### Supplied records

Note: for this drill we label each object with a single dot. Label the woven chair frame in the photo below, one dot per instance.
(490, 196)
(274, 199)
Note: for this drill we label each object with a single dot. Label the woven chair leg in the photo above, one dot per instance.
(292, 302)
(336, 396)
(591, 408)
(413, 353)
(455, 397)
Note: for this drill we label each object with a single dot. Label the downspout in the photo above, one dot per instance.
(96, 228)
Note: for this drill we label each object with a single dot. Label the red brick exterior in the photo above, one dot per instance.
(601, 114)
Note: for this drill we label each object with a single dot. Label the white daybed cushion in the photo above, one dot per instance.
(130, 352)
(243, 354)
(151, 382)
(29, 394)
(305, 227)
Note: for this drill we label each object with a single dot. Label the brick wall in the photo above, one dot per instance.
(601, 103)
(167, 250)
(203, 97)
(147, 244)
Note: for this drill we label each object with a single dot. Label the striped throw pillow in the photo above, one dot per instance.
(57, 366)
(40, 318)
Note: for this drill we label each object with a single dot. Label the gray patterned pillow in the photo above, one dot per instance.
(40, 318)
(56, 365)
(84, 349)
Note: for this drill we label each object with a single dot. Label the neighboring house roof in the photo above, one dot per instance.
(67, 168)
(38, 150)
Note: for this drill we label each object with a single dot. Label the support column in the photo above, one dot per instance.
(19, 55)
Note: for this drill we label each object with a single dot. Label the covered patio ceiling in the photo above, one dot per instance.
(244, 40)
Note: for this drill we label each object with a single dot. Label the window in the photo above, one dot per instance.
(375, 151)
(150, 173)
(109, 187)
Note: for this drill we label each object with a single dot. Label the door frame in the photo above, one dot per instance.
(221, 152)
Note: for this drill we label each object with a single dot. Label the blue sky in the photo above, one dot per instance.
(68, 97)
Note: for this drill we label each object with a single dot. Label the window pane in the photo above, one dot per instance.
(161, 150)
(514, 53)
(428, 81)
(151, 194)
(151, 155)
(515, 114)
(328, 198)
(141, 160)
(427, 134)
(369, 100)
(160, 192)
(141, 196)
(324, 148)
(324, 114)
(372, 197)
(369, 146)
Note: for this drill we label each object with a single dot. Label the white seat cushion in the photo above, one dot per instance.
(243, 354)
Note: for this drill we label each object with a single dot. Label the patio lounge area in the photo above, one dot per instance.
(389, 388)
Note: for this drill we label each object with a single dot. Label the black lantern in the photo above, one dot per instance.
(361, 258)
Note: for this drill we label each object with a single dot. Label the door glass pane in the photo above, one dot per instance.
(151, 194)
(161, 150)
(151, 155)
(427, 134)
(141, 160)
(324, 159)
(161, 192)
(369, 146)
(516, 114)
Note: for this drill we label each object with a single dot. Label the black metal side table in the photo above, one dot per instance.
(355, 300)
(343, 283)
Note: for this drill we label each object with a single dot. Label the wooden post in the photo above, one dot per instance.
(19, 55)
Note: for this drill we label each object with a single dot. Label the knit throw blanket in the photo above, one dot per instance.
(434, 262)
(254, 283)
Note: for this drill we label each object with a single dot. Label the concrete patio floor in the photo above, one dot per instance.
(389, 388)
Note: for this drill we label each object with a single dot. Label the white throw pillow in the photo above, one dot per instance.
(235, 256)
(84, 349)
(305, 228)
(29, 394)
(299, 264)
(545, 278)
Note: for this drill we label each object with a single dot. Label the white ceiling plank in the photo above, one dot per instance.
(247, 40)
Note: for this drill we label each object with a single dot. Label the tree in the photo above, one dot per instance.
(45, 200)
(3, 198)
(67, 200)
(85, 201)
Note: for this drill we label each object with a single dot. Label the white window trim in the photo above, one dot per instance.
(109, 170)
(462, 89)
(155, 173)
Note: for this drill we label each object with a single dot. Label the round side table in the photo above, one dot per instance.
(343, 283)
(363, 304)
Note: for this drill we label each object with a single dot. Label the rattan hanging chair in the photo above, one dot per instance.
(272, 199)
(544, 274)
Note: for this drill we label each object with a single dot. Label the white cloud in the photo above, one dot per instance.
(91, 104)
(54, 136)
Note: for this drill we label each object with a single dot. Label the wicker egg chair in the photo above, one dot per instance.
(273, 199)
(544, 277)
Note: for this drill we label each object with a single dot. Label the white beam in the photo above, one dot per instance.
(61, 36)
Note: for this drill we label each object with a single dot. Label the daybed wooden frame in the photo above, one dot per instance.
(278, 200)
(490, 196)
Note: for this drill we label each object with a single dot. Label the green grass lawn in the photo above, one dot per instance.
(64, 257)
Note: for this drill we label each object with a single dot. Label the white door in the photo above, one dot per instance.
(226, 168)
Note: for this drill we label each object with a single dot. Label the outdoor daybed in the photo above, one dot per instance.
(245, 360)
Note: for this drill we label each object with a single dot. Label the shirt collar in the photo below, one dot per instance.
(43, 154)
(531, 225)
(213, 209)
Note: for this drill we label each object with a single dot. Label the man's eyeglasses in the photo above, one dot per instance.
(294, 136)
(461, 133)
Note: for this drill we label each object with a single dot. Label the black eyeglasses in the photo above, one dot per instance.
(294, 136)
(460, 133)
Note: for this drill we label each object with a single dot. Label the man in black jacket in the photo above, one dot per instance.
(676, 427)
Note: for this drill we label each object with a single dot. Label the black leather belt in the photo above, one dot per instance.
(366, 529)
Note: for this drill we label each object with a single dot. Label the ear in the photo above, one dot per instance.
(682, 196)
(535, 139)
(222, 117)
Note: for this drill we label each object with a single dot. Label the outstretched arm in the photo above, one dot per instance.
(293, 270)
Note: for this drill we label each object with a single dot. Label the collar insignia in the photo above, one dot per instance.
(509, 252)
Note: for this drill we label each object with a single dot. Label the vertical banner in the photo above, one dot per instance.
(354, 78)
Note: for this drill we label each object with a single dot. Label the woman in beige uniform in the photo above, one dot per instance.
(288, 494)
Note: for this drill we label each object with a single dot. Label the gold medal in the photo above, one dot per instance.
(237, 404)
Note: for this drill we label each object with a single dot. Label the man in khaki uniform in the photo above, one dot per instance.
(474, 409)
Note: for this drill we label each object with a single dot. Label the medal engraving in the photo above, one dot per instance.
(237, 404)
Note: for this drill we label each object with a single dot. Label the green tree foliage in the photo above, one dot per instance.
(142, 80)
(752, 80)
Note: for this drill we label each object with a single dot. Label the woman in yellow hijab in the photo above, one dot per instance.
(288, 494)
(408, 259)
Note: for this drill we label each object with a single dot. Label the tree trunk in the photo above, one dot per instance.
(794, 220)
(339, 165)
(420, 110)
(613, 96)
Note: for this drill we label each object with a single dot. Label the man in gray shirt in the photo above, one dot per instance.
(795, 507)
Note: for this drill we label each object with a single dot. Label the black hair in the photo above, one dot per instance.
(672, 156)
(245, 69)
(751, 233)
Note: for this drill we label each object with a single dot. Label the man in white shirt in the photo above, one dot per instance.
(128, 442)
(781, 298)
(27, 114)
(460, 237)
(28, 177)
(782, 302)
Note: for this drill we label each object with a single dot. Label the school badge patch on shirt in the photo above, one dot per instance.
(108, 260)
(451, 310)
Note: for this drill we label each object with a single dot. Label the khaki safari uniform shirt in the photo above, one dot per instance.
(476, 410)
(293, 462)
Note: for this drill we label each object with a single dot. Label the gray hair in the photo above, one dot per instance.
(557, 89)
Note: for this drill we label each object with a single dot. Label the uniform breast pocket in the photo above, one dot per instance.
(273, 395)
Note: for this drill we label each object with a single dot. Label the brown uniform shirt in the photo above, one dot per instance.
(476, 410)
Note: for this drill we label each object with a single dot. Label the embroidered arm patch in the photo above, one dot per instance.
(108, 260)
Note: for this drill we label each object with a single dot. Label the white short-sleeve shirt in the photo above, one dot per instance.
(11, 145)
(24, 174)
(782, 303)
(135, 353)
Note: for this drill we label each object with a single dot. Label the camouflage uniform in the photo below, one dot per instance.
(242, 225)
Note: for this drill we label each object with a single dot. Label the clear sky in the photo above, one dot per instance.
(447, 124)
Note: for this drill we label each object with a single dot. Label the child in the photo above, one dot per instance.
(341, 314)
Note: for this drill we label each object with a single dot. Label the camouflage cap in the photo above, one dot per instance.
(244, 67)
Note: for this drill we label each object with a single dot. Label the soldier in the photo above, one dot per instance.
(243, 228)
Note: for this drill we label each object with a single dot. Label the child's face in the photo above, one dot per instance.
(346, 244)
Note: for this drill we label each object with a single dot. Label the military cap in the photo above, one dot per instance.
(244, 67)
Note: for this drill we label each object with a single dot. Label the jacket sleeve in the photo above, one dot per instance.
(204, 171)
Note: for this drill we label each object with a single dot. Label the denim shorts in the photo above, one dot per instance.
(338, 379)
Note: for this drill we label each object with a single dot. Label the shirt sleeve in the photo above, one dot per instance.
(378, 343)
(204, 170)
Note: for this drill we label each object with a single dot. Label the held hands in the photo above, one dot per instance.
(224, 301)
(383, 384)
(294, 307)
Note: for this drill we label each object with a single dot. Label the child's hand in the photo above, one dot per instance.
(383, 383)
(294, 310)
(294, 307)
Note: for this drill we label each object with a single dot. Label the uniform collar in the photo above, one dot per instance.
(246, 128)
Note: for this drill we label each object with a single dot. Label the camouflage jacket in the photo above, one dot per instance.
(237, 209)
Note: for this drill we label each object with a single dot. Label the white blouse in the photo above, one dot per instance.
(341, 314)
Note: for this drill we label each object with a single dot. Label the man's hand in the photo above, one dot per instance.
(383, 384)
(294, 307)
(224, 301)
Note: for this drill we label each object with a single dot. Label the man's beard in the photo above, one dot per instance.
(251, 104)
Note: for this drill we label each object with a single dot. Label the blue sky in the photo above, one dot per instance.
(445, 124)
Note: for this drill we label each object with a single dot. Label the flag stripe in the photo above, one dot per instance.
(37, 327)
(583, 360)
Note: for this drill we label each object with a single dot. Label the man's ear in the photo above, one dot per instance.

######

Reproduce the material word for word, beginning with the line that contains "the camouflage jacket" and continuing through the end of the material.

- _Worked answer_
Note: for this drill we label each object with a single dot. Label the camouflage jacket in the photo above, one dot per instance.
(237, 209)
Note: for this drill we label each object with a single dot. Label the white blouse in the photo above, one dot per instance.
(341, 314)
Note: for this drill we label each object with a single dot. Label the man's hand in the photo above, one dot per instance.
(383, 384)
(294, 307)
(224, 301)
Note: for this drill we label each object with a single dot. Label the man's beard in the photo above, one dot per instance.
(251, 104)
Note: for this drill we label each object with a single dot. Label the blue sky in the photo above, one dot per instance.
(445, 124)
Note: for this drill we label each object with a single dot. Label the flag stripe in the photo above, one dot per instance.
(37, 327)
(583, 360)
Note: for this drill we label each object with a single dot. Label the man's ear in the photo above, one dot per instance.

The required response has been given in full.